* _WHAT IS REQUIRED_
Can you copy the material below word for word, from its very first line down through the line that contains "point(142, 140)"?
◆ ◆ ◆ ◆ ◆ ◆ ◆
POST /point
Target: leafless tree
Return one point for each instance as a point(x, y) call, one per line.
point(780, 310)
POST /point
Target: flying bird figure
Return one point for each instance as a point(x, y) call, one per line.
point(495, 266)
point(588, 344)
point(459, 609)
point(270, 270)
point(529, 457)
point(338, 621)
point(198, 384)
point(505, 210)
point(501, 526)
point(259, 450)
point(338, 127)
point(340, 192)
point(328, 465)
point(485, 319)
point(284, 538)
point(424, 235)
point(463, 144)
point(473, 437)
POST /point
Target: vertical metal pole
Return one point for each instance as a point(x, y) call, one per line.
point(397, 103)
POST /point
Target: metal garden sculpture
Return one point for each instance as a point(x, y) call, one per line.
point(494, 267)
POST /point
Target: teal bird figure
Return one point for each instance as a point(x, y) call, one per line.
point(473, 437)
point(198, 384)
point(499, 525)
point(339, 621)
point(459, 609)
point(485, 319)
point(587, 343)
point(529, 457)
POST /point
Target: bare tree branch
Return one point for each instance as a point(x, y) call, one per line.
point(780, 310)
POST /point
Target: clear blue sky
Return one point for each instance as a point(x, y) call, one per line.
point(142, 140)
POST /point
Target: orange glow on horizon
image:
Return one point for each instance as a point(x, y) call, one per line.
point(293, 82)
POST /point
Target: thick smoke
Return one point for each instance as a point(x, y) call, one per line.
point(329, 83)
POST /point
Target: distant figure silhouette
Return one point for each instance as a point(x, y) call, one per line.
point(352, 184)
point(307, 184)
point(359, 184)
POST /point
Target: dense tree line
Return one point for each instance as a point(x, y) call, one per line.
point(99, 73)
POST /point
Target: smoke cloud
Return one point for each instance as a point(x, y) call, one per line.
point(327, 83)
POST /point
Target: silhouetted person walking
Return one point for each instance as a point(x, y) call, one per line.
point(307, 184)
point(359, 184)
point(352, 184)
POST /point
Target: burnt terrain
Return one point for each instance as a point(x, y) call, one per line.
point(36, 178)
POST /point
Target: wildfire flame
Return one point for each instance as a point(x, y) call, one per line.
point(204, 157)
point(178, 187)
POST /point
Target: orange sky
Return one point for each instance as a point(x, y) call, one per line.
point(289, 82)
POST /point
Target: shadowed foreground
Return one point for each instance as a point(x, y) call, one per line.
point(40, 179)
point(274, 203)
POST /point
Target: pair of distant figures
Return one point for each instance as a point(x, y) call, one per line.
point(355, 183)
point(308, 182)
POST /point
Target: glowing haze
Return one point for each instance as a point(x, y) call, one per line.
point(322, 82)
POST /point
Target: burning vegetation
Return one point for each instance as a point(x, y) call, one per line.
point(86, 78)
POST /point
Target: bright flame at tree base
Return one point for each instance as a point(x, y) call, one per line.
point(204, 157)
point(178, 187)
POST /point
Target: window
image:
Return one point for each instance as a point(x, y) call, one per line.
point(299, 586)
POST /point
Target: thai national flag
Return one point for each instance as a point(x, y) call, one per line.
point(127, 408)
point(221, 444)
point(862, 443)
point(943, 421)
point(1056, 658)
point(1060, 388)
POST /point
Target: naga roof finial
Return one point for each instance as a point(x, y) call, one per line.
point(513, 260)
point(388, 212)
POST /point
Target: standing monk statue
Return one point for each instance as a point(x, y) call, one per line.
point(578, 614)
◆ ◆ ◆ ◆ ◆ ◆ ◆
* _EXERCISE SOLUTION_
POST /point
Target: leafless tree
Return one point for each instance as a point(x, y) call, one per line.
point(780, 310)
POST /point
Target: flying bird figure
Return one point for each instance as a point(x, y) call, one per line.
point(495, 266)
point(588, 344)
point(459, 609)
point(270, 270)
point(529, 457)
point(338, 621)
point(198, 384)
point(505, 210)
point(501, 526)
point(259, 450)
point(338, 127)
point(340, 192)
point(328, 465)
point(485, 319)
point(284, 538)
point(424, 235)
point(463, 144)
point(473, 437)
POST /point
Target: vertical metal pole
Return one point for each instance as a point(x, y) call, one per line.
point(397, 103)
POST /point
Target: metal garden sculpture
Return one point for each instance as a point(x, y) call, one per line.
point(494, 267)
POST /point
Target: teal bird figure
Return one point for each instance as a point(x, y) call, one per line.
point(473, 437)
point(198, 384)
point(499, 525)
point(339, 621)
point(459, 609)
point(485, 319)
point(587, 343)
point(529, 457)
POST /point
Target: bare tree branch
Return one point for each instance as a point(x, y) call, one per line.
point(780, 310)
POST /point
Target: clear blue sky
Return one point for each instance as a point(x, y) call, one per line.
point(142, 140)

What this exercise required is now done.